• **PROBLEM TO SOLVE**
Write the next few paragraphs of the essay below about Johnny Ringo and society's growing dependence on grids, starting right after its last sentence.

** START OF EXCERPTED TEXT **

To get a sense of how big the change has been, consider the story of Johnny Ringo. Ringo appears in lots of movies and songs about the Wild West as a legendary gunslinger. In at least two films, he gets killed by Doc Holiday in a gunfight. The real story of his death may be stranger. A few months after the shootout at the OK Coral, a depressed and drunken Ringo got on his horse and rode out of Tombstone. Here is what might have happened next:

Ringo was preparing to camp in an isolated spot, far from the city. He tied his boots to his saddle, a common practice in Arizona to keep scorpions out of them, but the horse got loose from his picket and ran off. Ringo tied pieces of his undershirt to his feet to protect them … and crawled into the fork of a large tree to spend the night. As evening came on, despondent over his overall state, Ringo shot himself.

Johnny Ringo

Most stories suggest that Ringo was not a very nice guy. So, we might not feel all that sorry for him. But imagine his situation. No roads. No cars. No phones. No GPS. Without his horse and boots, Ringo was in deep trouble. His death also carries a cautionary tale. For all of Ringo’s legendary toughness in town, just a day’s ride out of town, he was as vulnerable as a babe in the woods. If one takes us out of our grid, are we even more vulnerable?

To get a better sense of this, imagine that one evening you are watching football on TV. Suddenly all of the electric in your city shuts down. What would you do? The once burning question of who would win the game might become a bit less important than finding the toilet without knocking over tables and chairs. Do you know where your candles and matches are? Do you have any?

This type of blackout actually happened in New York more than once. The first time was back in the 1965. The whole region blacked out for a day. For years afterwards, one heard the question “Where were you during the blackout?” There was even a movie made about it starring Doris Day. It happened again in 1977. Did you know?

Looting of electronics stores during the blackout allowed a number of kids to obtain DJ equipment. As a result, the Hip Hop genre, barely known outside of The Bronx, grew at an astounding rate from 1977 onwards.

So when we think of grids, we are not just talking about replacing horses with automobiles, getting paved roads and more conveniences. The 20th century has been the great century of building all of the grids that we now rely on and generally take for granted. There are the telecommunications grids. The power grids. The heating grids. And commercial grids (like franchising). And financial grids (with automated teller machines making it possible to get cash almost anywhere). And let’s not forget the mother of all grids, the internet, which multiplies the potency of all the other grids (like Tolkein’s one great ring that bound all of the others to it). Virtually overnight, we have become inter-connected via grids to a degree that no other culture has ever been before, and it appears that “grids” are getting more and more pervasive.

** END OF EXCERPTED TEXT **
** START OF DATA SUPPLIED **

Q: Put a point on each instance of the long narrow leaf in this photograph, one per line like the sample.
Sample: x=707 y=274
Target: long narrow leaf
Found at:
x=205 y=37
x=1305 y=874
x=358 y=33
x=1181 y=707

** END OF DATA SUPPLIED **

• **EXERCISE RESULT**
By the way, we might wonder how did we get here so quickly? There was a common path. Grids generally evolved from luxuries to necessities. Not so long ago, for example, indoor plumbing was a rarity. If you wanted light, you lit a kerosene lamp. If you wanted heat, you lit a fire. Even more bizarre to us, if you wanted milk, you might put a cow in your attic. In most places now, however, developers are required to build out all of the grids first (roads, plumbing, electricity, etc.), and then sell living units to people before we can start forming a new “community”.
And as grid technology develops, our homes have to be retro-fitted in order to keep up. Indeed, legal protections for the operation of grids now can even trump core fundamental rights like freedom of expression. Interesting. We have moved from luxury use to required use of grids.

On the plus side, there is no doubt that our reliance on grids makes our lives more secure and convenient. If you don’t believe me, stop paying your heating bill. But at the same time, we might also ask whether we are losing something. Couch potatoes around the world might shrug their shoulders, but are we in danger of losing our capacity to be free? That is a scary question. Let’s flip all the cards and pose the question directly. Would you welcome or shun an invitation to live off the grid?

The invitation sounds dangerous. A bit like the invitation that Morpheus gave to Neo in the The Matrix. In a dramatic moment, Morpheus says “This is your last chance …. Take the red pill and … (you will be off the grid)”. Indeed in the movie, the red pill was dangerous. Taking the red pill meant Neo got flushed down a massive toilet. But is that an apt analogy for living off grid in reality? I wonder.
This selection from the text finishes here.